_Information given_
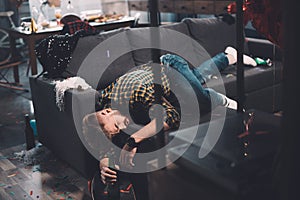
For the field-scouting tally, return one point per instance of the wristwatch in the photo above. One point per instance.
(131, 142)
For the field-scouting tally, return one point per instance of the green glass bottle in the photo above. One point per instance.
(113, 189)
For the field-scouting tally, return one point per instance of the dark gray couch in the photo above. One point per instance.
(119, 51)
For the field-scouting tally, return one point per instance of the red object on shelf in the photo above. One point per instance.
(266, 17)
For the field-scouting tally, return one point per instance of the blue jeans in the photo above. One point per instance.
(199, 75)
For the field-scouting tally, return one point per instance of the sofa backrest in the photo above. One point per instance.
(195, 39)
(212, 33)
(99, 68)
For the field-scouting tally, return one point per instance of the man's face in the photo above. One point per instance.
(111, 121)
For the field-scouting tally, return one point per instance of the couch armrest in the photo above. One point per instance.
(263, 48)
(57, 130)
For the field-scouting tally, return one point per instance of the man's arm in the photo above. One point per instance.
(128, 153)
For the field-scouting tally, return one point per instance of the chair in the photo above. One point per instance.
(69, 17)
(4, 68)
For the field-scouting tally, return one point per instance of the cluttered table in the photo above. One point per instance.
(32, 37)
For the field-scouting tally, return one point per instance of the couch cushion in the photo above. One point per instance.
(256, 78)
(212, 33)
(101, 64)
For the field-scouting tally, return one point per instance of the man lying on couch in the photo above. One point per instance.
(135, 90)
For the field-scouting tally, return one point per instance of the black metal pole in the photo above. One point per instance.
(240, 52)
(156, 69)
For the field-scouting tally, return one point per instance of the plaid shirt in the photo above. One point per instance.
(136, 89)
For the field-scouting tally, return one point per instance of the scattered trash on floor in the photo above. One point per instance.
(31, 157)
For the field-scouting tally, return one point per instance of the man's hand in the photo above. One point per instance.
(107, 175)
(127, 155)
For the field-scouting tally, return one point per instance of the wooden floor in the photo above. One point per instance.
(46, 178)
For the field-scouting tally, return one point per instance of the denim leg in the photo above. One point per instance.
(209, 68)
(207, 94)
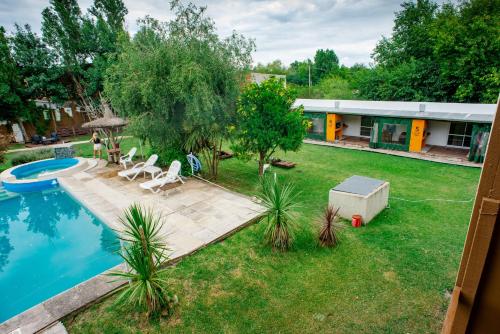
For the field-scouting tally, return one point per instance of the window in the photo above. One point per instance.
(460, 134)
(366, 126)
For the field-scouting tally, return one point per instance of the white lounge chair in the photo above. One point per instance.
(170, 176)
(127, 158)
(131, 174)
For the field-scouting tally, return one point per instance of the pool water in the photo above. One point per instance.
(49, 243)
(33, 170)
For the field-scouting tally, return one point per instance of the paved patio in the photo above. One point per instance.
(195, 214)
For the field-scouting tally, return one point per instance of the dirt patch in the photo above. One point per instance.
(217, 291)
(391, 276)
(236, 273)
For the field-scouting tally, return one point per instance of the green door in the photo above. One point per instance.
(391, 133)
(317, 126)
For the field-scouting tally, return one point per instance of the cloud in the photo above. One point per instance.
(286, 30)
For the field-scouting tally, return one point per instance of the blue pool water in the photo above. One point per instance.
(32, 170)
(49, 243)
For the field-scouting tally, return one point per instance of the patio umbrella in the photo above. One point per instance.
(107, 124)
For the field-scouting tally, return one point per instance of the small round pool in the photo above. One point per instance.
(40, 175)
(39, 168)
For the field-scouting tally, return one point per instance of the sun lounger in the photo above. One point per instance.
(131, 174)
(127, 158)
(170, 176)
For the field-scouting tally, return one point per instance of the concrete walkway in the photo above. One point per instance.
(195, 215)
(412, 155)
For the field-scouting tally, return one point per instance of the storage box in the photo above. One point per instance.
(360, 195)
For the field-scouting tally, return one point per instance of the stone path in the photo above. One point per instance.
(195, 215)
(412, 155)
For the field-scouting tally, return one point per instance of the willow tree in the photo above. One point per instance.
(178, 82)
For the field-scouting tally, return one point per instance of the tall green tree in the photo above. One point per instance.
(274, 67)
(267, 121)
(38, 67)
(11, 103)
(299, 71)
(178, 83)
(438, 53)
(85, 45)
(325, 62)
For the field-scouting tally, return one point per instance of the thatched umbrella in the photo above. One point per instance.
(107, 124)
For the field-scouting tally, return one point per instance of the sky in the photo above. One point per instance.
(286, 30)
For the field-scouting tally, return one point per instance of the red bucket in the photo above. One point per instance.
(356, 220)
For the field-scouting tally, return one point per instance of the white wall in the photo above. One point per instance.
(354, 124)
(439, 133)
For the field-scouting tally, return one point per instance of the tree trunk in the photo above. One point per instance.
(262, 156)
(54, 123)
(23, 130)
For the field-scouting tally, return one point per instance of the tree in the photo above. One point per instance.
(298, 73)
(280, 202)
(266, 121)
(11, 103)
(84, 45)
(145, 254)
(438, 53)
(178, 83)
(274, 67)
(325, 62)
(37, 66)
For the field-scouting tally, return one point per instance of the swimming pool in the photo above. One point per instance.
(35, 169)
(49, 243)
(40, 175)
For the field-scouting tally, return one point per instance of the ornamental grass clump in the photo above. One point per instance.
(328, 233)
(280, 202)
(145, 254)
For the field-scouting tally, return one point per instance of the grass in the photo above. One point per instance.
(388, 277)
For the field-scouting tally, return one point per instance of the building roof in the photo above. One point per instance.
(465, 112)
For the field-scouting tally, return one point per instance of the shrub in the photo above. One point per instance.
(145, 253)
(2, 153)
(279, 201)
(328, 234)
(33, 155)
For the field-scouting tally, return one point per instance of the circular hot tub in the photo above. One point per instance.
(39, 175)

_What the task asks_
Repeat the data exactly, without the pictures.

_Result below_
For the field-scouting tally, return one point per instance of the wristwatch in the photo above. One point per instance.
(131, 142)
For the field-scouting tally, return one point per instance of the green glass bottle in the photo above. One point per instance.
(113, 189)
For the field-scouting tally, return one point per instance of the dark gray couch in the photo above. One point per instance.
(119, 51)
For the field-scouting tally, return one point per instance of the red object on shelf in the photo above. One point per instance.
(266, 17)
For the field-scouting tally, return one point per instance of the blue jeans in the photo above. One point per instance.
(199, 75)
For the field-scouting tally, return one point per instance of the sofa backrest in the photo above. One point per instance.
(195, 39)
(212, 33)
(99, 68)
For the field-scouting tally, return one point per instance of the man's face in the photo above. One point per instance.
(111, 121)
For the field-scouting tally, return one point per instance of the couch armrest in the photo above. One point per instance.
(263, 48)
(57, 130)
For the field-scouting tally, return one point per instance of the man's arm in the photo above. One point per instance.
(128, 153)
For the field-scouting tally, return one point per instance of the chair in the photo above. One point per instance.
(69, 17)
(4, 68)
For the field-scouting tally, return one point per instance of the cluttered table in the photo above. One point per instance.
(32, 37)
For the field-scouting tally, return one point per instance of the couch cushion in the photo above. One point per instance.
(256, 78)
(212, 33)
(101, 64)
For the field-scouting tally, return one point per instance of the man lying on couch in the photo above. One point per instance.
(135, 90)
For the field-scouting tally, return one point per instance of the black metal pole in the photo above. One point per instance.
(240, 52)
(156, 69)
For the field-scouting tally, return one point per instance of the plaid shirt in the photo above. One point per instance.
(136, 89)
For the field-scouting tally, return one point per instance of the scattered trash on floor in the photo above. One point per instance.
(31, 157)
For the field-scouting tally, return one point per instance of the man's hand in the photo above. One point per instance.
(107, 175)
(127, 155)
For the field-scouting tally, return one point per instance of the wooden floor in the photo above. One point per instance.
(46, 178)
For the field-scouting tally, return one point per instance of the denim leg in the photo above. One point per instance.
(209, 68)
(207, 94)
For the field-scouting tally, return one point per instance of the window in the photo above. One point per instance.
(460, 134)
(366, 126)
For the field-scouting tally, return one point per instance of the white lounge chair in the photo above. One point per instance.
(170, 176)
(127, 158)
(131, 174)
For the field-scouting tally, return one point per instance of the pool water in the photo above. One point per instance.
(49, 243)
(33, 170)
For the field-scouting tally, return one point per instance of the paved patio in the photo above. One point per instance.
(195, 214)
For the field-scouting tally, return one point per instance of the dirt patch in the photo above. One point per instance.
(217, 291)
(391, 276)
(236, 273)
For the field-scouting tally, return one point per instance of the green door in the photo above. One point per instance.
(391, 133)
(317, 126)
For the field-scouting tally, return one point per instance of the cloud in the photo above. One point per instance.
(286, 30)
For the field-scouting tally, return one point per instance of the blue pool water in the photo above. One point per instance.
(32, 170)
(49, 243)
For the field-scouting tally, return one point per instance of the patio umbrella in the photo above. One point per instance.
(107, 124)
For the field-scouting tally, return one point per instance of the small round pool in the photo above. One point per instance.
(40, 175)
(39, 168)
For the field-scouting tally, return one point per instance of the sun lounger in the photo above. One point per instance.
(131, 174)
(127, 158)
(170, 176)
For the field-scouting tally, return one point per instance of the concrete walkway in the photo above. One point per instance.
(195, 215)
(412, 155)
For the field-scouting tally, return one point per instance of the storage box in the photo above. One point per instance.
(360, 195)
For the field-scouting tally, return one point per instance of the stone path in the photo above. One point per instance.
(195, 215)
(412, 155)
For the field-scouting tally, return one point per instance of the willow tree in the photo above. One point per instance.
(178, 82)
For the field-scouting tally, return one point per instance of the tall green tree in the photo above. One point per instance.
(274, 67)
(267, 121)
(38, 67)
(11, 103)
(299, 71)
(178, 83)
(438, 53)
(85, 45)
(325, 62)
For the field-scouting tally, return one point per instance of the thatched umbrella in the photo above. One point per instance.
(107, 124)
For the field-scouting tally, return one point per instance of the sky in the photo above. One point per instance.
(286, 30)
For the field-scouting tally, return one point per instance of the red bucket in the photo above. One point per instance.
(356, 220)
For the field-scouting tally, return one point per instance of the white wall in the photo above. One point per instance.
(354, 124)
(439, 133)
For the field-scouting tally, return one point per instance of the tree trunk in the photo above. One point per instance.
(262, 156)
(54, 123)
(23, 130)
For the field-scouting tally, return one point per instance of the tree in the photo above. One point per instance.
(298, 73)
(280, 202)
(266, 121)
(11, 103)
(84, 45)
(145, 254)
(438, 53)
(178, 83)
(274, 67)
(325, 62)
(37, 66)
For the field-scouting tally, return one point per instance of the swimming pool in the photo above. One point per instance.
(35, 169)
(49, 243)
(40, 175)
For the field-scouting tally, return one point per instance of the ornamental grass clump in the photo above. One point per instance.
(328, 233)
(280, 202)
(145, 254)
For the field-scouting tally, return one point per instance of the grass in the photo above. One point per instance.
(388, 277)
For the field-scouting tally, return one point per instance of the building roof in the photo above. One point per instance.
(465, 112)
For the field-scouting tally, return one point per instance of the shrub in the photo above. One point per instance.
(145, 253)
(2, 153)
(279, 201)
(328, 234)
(33, 155)
For the field-scouting tally, return one point per instance of the circular hot tub in the photo above. One point per instance.
(39, 175)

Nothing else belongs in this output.